Task input:
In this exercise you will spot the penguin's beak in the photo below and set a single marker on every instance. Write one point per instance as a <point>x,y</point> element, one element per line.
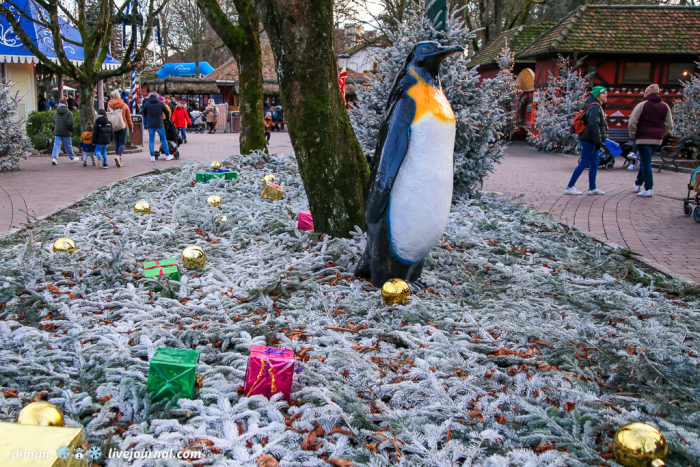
<point>444,51</point>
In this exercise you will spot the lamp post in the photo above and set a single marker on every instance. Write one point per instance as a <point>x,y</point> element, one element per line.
<point>343,60</point>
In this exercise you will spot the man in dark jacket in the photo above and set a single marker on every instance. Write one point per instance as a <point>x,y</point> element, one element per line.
<point>153,111</point>
<point>648,124</point>
<point>71,103</point>
<point>62,130</point>
<point>102,135</point>
<point>592,139</point>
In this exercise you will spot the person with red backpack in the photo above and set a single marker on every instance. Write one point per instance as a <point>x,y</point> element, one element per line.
<point>592,137</point>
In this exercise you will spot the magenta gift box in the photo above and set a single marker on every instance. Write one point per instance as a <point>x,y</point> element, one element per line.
<point>270,370</point>
<point>306,222</point>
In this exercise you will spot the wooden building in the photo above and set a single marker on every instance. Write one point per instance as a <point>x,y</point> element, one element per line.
<point>626,48</point>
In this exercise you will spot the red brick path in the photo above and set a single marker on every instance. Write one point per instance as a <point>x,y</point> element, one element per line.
<point>40,188</point>
<point>654,227</point>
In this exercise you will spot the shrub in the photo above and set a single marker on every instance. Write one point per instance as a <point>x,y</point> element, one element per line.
<point>40,128</point>
<point>13,141</point>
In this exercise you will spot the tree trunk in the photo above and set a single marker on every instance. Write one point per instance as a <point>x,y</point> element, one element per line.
<point>87,104</point>
<point>244,43</point>
<point>331,162</point>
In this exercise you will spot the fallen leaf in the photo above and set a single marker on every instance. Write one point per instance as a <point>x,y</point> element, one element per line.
<point>309,442</point>
<point>266,460</point>
<point>9,393</point>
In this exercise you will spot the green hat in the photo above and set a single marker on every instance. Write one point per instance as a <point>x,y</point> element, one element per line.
<point>598,90</point>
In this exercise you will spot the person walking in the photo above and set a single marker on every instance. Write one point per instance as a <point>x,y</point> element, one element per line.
<point>121,123</point>
<point>648,124</point>
<point>278,118</point>
<point>268,126</point>
<point>592,140</point>
<point>154,111</point>
<point>62,130</point>
<point>181,119</point>
<point>102,135</point>
<point>87,146</point>
<point>70,102</point>
<point>212,114</point>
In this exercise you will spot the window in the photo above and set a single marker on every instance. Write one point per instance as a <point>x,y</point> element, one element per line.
<point>679,71</point>
<point>635,72</point>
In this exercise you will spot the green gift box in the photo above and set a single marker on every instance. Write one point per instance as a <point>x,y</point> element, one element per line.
<point>166,268</point>
<point>171,373</point>
<point>204,177</point>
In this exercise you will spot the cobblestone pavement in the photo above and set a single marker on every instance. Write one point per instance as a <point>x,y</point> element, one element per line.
<point>653,227</point>
<point>40,188</point>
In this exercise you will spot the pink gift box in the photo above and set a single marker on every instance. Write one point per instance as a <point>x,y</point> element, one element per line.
<point>306,222</point>
<point>270,370</point>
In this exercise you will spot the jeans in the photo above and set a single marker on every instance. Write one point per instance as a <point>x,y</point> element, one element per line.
<point>120,141</point>
<point>101,153</point>
<point>182,133</point>
<point>589,156</point>
<point>151,140</point>
<point>645,174</point>
<point>62,140</point>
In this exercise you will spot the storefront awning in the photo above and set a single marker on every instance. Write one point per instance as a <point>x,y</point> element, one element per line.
<point>12,50</point>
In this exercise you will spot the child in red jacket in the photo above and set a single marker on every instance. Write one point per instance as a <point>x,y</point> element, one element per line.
<point>181,119</point>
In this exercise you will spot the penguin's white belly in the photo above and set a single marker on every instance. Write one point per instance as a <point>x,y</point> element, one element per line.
<point>420,200</point>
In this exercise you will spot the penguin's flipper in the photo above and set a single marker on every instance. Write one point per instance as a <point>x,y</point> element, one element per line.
<point>394,136</point>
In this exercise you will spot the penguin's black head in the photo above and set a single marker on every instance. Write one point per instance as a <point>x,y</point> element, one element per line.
<point>428,55</point>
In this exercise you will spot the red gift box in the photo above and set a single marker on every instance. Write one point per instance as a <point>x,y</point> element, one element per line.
<point>270,370</point>
<point>306,222</point>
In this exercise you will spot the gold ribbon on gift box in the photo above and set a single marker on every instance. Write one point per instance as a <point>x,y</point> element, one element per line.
<point>272,191</point>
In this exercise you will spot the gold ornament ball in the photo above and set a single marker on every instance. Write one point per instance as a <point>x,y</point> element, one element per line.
<point>40,413</point>
<point>142,207</point>
<point>640,445</point>
<point>64,244</point>
<point>214,201</point>
<point>395,292</point>
<point>193,257</point>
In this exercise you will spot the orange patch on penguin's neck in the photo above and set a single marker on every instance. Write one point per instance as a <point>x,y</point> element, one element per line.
<point>429,99</point>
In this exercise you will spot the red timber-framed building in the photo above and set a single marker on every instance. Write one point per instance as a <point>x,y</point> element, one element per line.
<point>626,48</point>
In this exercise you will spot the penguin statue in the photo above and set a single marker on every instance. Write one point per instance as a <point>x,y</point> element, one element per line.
<point>410,192</point>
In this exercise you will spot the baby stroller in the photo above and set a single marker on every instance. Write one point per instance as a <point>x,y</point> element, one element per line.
<point>694,200</point>
<point>198,123</point>
<point>172,138</point>
<point>607,154</point>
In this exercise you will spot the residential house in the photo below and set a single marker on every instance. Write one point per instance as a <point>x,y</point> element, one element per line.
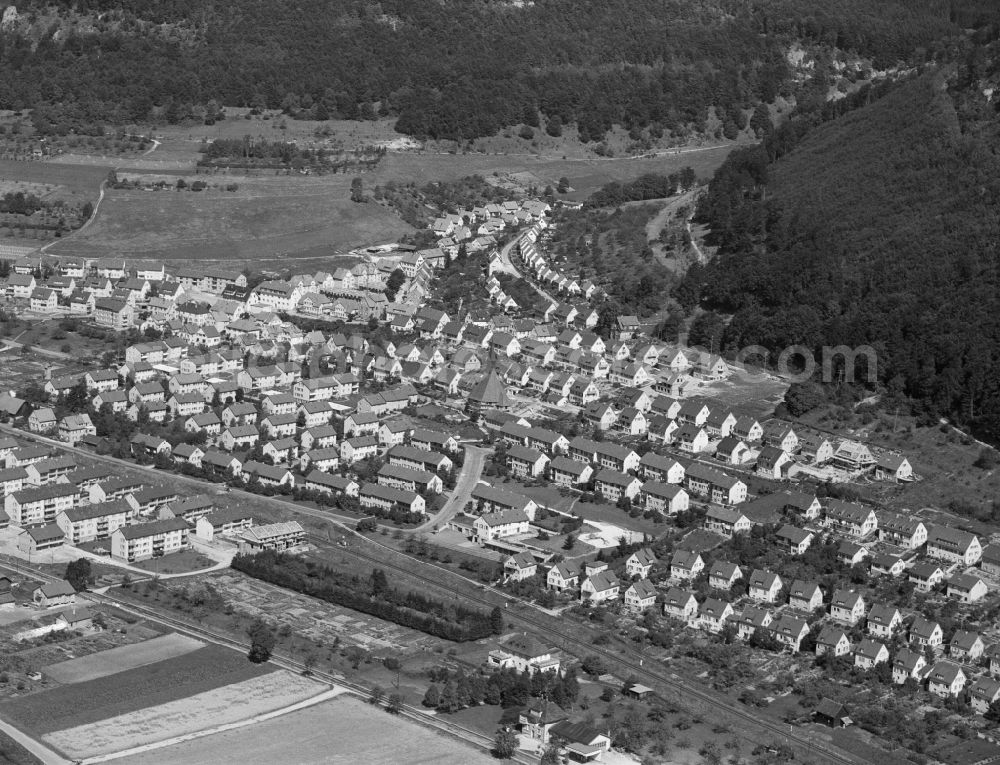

Task to carry out: Pull from the listing above every line containing the string "building" and copy each one in full. Case counts, so a line matches only if it has the string with the same capitalization.

Task result:
In this exercise you will spot the wooden building in the photo above and set a single marker on every instance. Write one point per instance as a <point>x,y</point> element, one element per line.
In this exercise you will spot the red timber-framed building in the photo above and set a single marker on every instance. Write one point per instance as a <point>x,y</point> element, one element per line.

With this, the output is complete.